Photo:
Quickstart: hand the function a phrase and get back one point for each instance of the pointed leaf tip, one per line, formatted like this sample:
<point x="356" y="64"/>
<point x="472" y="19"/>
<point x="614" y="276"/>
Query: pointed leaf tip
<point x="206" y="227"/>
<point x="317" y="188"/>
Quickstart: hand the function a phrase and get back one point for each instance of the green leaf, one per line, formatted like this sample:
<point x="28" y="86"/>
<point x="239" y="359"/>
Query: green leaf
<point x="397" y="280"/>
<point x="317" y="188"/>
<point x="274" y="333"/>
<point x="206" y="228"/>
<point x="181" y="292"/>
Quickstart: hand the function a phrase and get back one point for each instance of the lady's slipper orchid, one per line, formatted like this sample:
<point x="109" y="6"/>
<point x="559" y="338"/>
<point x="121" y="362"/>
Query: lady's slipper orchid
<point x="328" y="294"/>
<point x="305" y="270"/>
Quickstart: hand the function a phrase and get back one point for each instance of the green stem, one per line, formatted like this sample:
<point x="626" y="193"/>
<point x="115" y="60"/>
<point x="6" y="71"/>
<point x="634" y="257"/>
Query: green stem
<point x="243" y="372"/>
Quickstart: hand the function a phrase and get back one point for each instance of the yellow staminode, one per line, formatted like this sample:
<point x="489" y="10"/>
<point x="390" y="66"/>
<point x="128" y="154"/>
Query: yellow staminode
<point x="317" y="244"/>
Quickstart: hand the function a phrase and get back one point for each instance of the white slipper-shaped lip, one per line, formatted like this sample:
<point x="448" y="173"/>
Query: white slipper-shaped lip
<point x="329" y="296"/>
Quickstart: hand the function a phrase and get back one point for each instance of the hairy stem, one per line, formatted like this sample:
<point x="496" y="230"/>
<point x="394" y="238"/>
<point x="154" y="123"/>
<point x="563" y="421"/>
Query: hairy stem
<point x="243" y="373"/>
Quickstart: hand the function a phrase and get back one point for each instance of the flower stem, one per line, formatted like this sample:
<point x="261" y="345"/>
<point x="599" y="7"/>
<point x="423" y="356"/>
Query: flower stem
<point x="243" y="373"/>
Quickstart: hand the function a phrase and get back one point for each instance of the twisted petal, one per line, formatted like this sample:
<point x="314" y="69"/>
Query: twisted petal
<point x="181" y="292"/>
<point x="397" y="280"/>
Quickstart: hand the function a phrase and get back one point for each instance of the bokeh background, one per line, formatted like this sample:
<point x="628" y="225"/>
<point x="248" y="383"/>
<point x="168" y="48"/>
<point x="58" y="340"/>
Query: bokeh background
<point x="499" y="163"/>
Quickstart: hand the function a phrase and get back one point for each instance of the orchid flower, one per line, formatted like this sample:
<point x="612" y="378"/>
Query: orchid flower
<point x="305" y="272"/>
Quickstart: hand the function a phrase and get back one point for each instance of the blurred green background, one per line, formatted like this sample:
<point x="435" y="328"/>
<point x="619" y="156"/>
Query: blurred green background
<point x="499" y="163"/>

▶ [TASK DESCRIPTION] Each record above needs to be given again exactly as written.

▶ [WRITTEN RESPONSE]
Photo:
Quickstart: hand the function a phrase and get back one point for each instance of the pointed leaf tip, one per line, formatted like this sample:
<point x="356" y="64"/>
<point x="472" y="19"/>
<point x="614" y="276"/>
Query: pointed leaf tip
<point x="206" y="227"/>
<point x="317" y="188"/>
Quickstart: hand the function a phrase and get back one point for each instance of the green leaf, one per line, formatted like this sample:
<point x="28" y="86"/>
<point x="239" y="359"/>
Query: green leaf
<point x="397" y="280"/>
<point x="317" y="188"/>
<point x="274" y="333"/>
<point x="206" y="228"/>
<point x="181" y="292"/>
Quickstart: hand the function a phrase and get back one point for each instance of the lady's slipper orchid, one per line, formatted like this sample:
<point x="109" y="6"/>
<point x="559" y="338"/>
<point x="121" y="362"/>
Query: lady's slipper orchid
<point x="328" y="294"/>
<point x="305" y="270"/>
Quickstart: hand the function a phrase and get back one point for each instance of the green stem, one per line, formatted like this sample:
<point x="626" y="193"/>
<point x="115" y="60"/>
<point x="6" y="71"/>
<point x="634" y="257"/>
Query: green stem
<point x="243" y="372"/>
Quickstart: hand the function a phrase and get back one point for each instance of the yellow staminode, one per line, formatted like this sample:
<point x="489" y="10"/>
<point x="390" y="66"/>
<point x="128" y="154"/>
Query: yellow staminode
<point x="317" y="244"/>
Quickstart: hand the function a phrase and get back one point for each instance of the white slipper-shaped lip, one per line, formatted like this sample:
<point x="448" y="173"/>
Query: white slipper-shaped lip
<point x="329" y="296"/>
Quickstart: hand the function a phrase and get back one point for each instance of the hairy stem, one per line, formatted like this sample:
<point x="496" y="230"/>
<point x="394" y="238"/>
<point x="154" y="123"/>
<point x="563" y="421"/>
Query: hairy stem
<point x="243" y="373"/>
Quickstart: hand the function a phrase and get back one point for each instance of the flower stem, one per line, formatted like this sample:
<point x="261" y="345"/>
<point x="599" y="7"/>
<point x="423" y="356"/>
Query: flower stem
<point x="243" y="373"/>
Quickstart: hand the function a phrase and get back one point for each instance of the twisted petal, one per line, formatted like this sample:
<point x="314" y="69"/>
Query: twisted petal
<point x="181" y="292"/>
<point x="397" y="280"/>
Quickstart: hand the function a phrase and get back one point for each instance of the bokeh background, one per line, formatted like this sample:
<point x="628" y="225"/>
<point x="248" y="383"/>
<point x="168" y="48"/>
<point x="58" y="340"/>
Query: bokeh background
<point x="499" y="163"/>
Quickstart: hand the function a phrase and get back one point for each instance of the orchid flower, one per line, formatted like this sample:
<point x="612" y="378"/>
Query: orchid flower
<point x="305" y="272"/>
Quickstart: hand the function a phrase and get back one point for each instance of the blurred green background, one per line, formatted like this sample:
<point x="435" y="328"/>
<point x="619" y="156"/>
Query: blurred green background
<point x="499" y="163"/>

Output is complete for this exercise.